Task data below:
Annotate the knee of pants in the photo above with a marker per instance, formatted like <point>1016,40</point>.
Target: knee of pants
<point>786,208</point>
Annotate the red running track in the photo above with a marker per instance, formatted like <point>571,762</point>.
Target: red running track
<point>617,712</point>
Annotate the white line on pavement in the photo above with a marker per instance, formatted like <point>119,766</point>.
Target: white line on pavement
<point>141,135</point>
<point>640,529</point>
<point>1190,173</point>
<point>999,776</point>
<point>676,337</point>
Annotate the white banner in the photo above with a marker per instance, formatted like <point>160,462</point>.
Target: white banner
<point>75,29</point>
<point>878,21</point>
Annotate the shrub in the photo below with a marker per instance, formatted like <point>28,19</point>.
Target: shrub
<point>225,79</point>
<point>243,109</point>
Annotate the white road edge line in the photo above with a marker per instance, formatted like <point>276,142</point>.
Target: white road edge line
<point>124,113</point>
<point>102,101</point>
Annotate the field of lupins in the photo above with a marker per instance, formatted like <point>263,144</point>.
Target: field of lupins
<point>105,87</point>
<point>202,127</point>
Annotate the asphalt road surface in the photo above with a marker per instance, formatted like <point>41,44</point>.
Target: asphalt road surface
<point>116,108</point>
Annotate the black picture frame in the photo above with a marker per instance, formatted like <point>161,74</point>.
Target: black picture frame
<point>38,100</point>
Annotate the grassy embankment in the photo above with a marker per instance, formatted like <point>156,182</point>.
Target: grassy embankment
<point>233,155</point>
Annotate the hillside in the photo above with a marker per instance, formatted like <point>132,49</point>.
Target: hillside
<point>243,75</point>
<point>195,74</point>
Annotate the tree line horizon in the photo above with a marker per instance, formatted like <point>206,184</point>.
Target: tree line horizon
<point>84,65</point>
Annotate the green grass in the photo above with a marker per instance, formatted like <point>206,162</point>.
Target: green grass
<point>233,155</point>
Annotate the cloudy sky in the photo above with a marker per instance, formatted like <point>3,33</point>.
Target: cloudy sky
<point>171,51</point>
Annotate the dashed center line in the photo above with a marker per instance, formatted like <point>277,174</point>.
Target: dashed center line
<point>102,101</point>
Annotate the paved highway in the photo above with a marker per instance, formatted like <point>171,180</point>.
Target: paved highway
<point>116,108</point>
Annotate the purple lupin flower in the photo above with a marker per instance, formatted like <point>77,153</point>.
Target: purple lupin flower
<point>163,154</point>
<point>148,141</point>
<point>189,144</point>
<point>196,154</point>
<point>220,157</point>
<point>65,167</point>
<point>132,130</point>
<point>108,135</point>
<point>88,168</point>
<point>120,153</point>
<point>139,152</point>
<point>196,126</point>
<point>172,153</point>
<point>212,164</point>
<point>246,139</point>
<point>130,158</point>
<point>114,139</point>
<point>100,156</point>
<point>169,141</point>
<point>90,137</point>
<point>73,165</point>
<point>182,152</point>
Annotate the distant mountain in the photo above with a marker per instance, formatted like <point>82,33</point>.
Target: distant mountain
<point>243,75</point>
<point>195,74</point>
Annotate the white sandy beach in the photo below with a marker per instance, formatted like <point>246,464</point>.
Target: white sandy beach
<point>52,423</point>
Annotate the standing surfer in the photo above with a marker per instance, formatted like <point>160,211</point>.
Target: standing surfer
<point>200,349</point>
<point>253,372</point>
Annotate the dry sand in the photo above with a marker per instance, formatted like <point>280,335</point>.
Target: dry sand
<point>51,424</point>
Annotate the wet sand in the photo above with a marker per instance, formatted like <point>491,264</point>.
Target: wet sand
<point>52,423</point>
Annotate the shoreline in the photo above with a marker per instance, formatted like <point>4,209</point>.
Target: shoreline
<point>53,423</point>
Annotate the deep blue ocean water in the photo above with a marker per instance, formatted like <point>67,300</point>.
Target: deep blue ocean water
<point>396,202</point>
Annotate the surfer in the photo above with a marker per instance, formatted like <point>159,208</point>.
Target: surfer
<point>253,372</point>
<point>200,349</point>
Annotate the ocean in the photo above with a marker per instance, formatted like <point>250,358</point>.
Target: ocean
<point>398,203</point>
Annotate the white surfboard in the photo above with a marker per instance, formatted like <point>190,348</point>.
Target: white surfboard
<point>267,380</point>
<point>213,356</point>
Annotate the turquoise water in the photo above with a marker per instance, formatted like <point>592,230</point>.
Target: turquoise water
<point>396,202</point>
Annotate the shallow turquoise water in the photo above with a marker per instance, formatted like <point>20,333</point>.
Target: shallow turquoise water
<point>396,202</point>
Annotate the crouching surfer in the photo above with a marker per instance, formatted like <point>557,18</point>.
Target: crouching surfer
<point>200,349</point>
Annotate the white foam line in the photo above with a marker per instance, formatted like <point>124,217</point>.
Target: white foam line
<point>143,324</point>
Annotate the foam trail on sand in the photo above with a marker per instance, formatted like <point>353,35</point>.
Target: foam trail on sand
End of Task data.
**Action item:**
Restate word for word the lines of the data above, starting at the line containing "Target: asphalt road surface" and ending at the line containing "Annotate the hillside", both included, and nothing more.

**Answer for the task:**
Target: asphalt road surface
<point>116,108</point>
Annotate the black picture frame in the photo above with a marker per instance, formatted like <point>161,74</point>.
Target: black picture frame
<point>38,100</point>
Annotate the grassy embankment in the photo above with a marker per instance, formatted like <point>156,182</point>.
Target: grassy embankment
<point>233,155</point>
Annotate the hillside in the photo above with a marker per instance, formatted like <point>132,49</point>.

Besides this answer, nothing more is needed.